§ Task description
Where a line of the entries holds the string "child", copy that line.

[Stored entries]
···
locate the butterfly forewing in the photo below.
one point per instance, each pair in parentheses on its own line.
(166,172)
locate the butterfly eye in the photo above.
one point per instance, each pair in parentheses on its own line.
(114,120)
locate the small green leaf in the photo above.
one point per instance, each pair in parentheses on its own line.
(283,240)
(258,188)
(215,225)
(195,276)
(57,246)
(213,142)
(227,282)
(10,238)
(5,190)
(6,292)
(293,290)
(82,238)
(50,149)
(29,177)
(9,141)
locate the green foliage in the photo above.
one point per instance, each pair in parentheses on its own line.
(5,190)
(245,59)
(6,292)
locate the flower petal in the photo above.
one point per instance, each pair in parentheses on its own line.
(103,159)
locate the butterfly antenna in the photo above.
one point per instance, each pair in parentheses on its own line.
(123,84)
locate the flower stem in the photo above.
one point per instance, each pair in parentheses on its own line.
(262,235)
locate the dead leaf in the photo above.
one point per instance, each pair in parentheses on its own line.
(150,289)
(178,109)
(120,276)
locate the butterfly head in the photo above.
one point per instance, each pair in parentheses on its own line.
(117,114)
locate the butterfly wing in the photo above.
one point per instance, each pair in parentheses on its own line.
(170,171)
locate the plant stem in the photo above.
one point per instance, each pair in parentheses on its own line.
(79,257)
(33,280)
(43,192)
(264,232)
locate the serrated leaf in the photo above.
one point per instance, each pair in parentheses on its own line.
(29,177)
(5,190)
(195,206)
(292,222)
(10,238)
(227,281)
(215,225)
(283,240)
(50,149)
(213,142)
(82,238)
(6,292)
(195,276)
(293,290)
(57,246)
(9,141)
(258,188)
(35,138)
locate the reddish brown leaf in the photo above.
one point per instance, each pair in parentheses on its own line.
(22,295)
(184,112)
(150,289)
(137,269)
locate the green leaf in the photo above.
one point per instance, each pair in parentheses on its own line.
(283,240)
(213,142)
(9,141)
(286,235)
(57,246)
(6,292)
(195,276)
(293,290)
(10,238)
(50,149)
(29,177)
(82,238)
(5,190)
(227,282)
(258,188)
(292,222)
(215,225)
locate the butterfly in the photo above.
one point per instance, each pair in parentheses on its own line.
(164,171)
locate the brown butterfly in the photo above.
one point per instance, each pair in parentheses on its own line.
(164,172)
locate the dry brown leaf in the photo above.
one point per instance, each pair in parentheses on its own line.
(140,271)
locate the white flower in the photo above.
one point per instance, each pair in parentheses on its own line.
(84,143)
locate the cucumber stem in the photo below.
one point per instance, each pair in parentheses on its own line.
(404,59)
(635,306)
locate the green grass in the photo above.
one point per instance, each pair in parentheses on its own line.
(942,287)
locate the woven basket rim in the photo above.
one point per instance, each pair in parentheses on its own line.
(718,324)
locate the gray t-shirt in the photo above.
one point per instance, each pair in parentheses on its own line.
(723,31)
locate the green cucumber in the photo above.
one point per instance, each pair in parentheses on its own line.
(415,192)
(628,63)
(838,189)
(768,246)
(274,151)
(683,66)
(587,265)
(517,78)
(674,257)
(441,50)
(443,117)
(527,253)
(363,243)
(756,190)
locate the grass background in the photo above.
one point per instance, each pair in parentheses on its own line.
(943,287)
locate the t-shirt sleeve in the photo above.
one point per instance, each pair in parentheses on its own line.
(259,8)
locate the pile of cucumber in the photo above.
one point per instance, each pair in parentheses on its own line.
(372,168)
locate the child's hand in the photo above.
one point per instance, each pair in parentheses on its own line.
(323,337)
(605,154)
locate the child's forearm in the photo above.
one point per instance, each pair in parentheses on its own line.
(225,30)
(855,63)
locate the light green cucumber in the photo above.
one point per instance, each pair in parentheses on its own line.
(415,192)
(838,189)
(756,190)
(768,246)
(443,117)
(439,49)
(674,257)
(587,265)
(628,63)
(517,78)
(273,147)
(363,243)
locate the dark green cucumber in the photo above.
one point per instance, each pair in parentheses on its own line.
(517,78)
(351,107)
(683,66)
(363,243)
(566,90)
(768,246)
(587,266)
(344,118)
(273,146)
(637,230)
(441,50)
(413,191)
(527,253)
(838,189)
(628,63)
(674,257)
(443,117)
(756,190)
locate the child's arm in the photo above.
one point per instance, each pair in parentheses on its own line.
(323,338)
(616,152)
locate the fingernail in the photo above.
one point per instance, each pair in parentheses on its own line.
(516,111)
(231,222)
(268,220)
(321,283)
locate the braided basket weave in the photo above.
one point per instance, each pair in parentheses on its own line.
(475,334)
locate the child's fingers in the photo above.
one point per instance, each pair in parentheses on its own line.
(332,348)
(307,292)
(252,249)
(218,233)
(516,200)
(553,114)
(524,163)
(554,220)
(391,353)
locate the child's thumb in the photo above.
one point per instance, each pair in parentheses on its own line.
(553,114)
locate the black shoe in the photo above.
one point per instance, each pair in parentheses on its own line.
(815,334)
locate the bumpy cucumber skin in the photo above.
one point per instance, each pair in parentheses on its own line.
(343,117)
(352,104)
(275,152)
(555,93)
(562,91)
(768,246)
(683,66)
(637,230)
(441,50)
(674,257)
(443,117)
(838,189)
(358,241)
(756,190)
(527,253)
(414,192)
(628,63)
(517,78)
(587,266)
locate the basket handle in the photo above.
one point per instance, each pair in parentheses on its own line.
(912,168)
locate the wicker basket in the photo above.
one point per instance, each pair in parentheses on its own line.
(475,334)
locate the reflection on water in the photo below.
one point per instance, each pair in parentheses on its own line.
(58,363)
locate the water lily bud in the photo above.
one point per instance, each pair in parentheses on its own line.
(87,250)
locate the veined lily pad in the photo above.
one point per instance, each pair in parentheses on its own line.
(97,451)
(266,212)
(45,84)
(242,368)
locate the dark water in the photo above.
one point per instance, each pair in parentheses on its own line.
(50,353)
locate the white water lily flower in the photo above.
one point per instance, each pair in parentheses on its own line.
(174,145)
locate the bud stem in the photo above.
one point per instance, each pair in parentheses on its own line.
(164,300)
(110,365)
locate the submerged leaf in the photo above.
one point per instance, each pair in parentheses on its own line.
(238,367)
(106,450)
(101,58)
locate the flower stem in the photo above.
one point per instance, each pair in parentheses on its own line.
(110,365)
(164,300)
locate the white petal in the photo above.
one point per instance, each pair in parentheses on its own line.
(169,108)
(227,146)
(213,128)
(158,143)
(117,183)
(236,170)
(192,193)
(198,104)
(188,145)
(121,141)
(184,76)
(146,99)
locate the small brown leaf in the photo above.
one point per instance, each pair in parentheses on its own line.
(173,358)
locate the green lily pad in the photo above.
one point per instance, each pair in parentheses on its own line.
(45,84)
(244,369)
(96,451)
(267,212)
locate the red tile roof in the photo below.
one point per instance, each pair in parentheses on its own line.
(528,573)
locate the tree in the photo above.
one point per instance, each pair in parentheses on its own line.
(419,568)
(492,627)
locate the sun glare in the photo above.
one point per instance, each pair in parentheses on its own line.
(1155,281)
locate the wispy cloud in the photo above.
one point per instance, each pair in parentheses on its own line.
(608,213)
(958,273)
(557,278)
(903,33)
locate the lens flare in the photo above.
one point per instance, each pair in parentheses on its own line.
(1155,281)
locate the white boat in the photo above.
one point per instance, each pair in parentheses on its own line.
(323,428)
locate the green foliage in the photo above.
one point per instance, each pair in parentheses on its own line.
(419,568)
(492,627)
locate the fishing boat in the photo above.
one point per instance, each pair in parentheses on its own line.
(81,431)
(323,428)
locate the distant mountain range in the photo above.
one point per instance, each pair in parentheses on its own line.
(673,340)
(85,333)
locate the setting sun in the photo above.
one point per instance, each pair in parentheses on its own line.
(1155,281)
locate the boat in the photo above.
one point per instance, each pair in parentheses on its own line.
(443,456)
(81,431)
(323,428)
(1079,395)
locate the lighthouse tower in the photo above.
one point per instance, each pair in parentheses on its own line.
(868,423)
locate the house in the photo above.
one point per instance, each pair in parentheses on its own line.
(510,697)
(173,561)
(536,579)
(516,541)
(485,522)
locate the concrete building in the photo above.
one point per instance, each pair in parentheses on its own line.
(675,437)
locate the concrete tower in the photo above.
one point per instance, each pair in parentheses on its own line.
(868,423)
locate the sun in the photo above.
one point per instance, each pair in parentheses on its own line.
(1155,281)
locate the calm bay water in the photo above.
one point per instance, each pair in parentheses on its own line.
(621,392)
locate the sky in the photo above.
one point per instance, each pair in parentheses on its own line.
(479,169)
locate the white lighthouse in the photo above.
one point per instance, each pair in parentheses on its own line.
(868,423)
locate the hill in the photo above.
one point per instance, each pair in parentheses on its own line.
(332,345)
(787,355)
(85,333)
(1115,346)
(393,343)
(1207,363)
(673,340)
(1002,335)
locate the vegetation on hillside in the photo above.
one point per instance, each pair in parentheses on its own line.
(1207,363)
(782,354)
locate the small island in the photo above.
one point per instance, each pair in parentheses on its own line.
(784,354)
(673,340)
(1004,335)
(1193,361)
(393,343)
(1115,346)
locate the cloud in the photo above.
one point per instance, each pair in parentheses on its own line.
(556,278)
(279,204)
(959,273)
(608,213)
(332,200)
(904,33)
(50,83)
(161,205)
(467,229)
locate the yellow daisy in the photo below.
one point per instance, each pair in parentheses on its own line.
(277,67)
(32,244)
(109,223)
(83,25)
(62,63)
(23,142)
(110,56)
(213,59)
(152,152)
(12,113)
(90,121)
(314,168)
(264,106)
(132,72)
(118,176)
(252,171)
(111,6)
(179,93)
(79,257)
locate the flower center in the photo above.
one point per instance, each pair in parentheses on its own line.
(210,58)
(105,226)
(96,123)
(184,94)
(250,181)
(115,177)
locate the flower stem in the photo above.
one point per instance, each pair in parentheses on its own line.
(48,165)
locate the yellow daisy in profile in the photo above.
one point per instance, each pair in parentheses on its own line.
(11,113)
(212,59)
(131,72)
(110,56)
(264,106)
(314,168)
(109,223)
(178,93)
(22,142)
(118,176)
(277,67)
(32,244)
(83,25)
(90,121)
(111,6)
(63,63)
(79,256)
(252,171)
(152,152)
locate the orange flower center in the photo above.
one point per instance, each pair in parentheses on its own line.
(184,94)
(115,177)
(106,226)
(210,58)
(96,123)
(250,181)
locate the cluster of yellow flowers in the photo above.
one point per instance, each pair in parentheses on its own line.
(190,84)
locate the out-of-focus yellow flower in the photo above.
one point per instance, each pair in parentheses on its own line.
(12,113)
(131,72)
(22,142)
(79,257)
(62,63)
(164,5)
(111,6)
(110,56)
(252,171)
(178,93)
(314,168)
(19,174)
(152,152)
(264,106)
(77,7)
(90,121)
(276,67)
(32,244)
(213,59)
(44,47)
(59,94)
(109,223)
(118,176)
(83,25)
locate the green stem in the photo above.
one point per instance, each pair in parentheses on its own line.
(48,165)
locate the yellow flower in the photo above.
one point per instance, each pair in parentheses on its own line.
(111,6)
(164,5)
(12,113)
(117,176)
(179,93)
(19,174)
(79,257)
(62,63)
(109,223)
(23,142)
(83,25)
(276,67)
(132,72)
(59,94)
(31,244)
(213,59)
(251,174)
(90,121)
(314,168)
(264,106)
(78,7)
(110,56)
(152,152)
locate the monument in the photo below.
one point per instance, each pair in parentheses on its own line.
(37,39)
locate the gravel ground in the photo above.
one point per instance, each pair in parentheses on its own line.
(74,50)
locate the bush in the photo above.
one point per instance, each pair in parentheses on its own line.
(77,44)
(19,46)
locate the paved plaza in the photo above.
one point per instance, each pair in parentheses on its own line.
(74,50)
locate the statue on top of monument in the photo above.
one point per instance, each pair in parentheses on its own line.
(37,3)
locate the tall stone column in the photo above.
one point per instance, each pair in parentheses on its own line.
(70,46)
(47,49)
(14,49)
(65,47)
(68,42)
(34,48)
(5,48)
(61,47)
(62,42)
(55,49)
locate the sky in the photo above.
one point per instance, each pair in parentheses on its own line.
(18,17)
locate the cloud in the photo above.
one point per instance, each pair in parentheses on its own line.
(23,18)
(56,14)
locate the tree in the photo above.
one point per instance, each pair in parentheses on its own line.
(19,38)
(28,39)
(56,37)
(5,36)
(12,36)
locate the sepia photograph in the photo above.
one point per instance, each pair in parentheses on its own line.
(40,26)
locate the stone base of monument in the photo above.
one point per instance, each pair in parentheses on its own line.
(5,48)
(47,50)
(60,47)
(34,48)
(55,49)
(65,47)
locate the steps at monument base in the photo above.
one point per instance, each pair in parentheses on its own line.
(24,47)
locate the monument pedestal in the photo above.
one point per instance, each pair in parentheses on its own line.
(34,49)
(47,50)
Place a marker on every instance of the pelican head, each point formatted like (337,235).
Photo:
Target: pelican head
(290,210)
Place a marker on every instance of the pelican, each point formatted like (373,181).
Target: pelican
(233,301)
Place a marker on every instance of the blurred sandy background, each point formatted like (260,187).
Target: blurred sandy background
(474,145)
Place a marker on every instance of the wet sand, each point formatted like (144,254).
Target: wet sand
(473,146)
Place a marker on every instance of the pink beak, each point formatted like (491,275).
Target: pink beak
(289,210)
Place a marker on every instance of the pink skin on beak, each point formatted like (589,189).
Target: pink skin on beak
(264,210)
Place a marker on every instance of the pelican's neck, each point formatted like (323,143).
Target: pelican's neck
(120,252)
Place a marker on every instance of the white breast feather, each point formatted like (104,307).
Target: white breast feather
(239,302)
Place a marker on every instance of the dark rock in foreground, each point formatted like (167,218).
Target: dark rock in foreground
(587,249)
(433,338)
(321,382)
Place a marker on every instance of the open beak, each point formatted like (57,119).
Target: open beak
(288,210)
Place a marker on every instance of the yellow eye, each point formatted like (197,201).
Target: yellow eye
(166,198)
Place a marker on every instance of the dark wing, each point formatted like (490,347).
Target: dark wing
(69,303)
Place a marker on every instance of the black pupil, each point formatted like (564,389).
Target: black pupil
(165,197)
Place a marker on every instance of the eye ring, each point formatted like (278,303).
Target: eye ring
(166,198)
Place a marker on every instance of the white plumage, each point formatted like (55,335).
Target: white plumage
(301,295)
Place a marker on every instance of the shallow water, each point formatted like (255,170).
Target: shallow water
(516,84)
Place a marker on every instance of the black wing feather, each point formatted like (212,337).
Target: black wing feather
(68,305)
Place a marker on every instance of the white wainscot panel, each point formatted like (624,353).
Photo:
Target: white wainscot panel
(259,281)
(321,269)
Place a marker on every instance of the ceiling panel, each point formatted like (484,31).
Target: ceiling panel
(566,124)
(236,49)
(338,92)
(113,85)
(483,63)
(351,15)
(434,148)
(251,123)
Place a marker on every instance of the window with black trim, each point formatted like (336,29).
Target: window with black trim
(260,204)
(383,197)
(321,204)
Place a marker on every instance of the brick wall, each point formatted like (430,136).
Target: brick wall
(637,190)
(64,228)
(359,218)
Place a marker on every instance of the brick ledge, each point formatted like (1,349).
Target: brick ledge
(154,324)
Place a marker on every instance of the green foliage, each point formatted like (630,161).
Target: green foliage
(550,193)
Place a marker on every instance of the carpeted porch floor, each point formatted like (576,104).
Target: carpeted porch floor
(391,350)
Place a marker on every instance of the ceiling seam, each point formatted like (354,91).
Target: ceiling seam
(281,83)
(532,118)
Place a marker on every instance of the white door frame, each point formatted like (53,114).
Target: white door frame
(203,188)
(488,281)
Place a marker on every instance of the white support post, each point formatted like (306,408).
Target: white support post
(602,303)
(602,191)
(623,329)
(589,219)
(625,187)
···
§ Solved exercise
locate the child's hand in the photo above.
locate the child's forearm in the photo above.
locate the child's arm in the photo above.
locate the child's fingers in the photo above.
locate the child's thumb in the photo above.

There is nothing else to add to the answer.